* _WORKING DATA_:
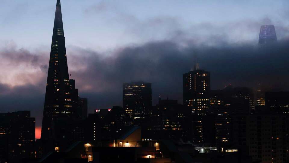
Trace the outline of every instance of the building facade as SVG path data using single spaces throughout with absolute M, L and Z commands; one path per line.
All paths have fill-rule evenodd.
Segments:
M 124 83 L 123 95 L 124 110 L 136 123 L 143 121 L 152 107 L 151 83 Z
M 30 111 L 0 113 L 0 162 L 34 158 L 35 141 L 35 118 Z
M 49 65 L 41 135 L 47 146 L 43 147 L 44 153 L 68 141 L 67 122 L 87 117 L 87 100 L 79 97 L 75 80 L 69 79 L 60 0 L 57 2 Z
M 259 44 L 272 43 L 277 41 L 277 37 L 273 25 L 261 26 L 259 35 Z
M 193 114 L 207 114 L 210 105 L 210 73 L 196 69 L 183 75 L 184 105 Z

* * *

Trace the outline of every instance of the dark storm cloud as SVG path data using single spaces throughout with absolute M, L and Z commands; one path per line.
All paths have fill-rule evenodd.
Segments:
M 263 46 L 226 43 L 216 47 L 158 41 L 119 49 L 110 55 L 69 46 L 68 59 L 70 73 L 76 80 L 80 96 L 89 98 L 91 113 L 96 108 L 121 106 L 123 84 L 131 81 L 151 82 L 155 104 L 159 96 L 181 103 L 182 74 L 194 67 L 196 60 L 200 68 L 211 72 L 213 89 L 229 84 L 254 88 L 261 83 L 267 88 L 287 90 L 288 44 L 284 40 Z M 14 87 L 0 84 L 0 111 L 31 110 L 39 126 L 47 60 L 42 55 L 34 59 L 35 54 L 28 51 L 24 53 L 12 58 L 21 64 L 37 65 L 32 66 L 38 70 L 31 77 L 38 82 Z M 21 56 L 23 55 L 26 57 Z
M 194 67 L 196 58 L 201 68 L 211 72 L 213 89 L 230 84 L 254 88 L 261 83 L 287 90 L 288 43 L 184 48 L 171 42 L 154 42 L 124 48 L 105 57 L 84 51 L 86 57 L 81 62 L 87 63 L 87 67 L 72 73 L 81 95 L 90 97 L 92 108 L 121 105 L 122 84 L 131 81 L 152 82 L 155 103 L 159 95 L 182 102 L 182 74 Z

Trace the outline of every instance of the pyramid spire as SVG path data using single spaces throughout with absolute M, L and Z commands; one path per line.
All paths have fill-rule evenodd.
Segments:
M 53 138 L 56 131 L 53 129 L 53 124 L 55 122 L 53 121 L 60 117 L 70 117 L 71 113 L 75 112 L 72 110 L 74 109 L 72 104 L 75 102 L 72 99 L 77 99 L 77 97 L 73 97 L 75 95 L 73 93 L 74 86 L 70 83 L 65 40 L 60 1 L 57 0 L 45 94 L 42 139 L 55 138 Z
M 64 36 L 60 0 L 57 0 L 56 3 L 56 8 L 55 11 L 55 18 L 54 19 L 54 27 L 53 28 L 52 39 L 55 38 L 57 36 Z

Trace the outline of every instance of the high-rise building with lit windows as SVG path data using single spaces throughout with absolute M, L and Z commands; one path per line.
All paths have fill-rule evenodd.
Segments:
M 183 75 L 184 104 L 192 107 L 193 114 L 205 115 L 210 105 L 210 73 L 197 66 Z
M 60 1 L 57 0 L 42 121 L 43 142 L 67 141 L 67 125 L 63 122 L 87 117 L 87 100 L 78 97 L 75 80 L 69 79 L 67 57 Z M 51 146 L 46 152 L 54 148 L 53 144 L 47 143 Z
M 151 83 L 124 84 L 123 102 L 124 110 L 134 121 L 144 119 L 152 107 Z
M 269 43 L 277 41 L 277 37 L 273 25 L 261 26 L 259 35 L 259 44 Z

* * *

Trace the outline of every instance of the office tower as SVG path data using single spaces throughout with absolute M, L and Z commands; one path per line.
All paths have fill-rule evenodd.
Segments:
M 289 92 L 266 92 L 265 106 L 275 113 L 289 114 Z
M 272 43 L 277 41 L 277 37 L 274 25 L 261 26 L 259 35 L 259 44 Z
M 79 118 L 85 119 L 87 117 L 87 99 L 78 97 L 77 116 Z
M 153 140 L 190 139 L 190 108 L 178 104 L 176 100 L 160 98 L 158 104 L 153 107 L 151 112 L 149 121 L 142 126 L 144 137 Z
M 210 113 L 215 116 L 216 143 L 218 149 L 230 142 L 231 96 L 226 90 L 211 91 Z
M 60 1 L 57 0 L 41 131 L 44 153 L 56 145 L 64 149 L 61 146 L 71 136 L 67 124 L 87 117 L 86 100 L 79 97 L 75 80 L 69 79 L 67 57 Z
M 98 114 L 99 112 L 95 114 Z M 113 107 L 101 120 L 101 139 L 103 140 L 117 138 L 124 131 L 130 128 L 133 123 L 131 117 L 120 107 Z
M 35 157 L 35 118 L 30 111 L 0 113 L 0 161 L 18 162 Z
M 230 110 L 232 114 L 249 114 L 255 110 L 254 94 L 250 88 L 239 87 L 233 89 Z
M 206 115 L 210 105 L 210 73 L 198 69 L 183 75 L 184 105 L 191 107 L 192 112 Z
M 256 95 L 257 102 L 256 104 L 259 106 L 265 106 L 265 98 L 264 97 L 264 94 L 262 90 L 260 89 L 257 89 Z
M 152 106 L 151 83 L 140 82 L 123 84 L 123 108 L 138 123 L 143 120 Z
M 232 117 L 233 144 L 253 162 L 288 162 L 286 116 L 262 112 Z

* _WORK REQUIRED_: Please return every line of the listing above that contains the word "building".

* _EXERCISE OUTPUT_:
Trace the outline of every instance of the building facade as SVG path data using single spaces throughout with absolute M, L and Z commands; one path per line.
Trace the outline of every instance of the high-rise building with lit windows as SVG path data using single spaces throughout with absolute M, L and Z commands; one path per line.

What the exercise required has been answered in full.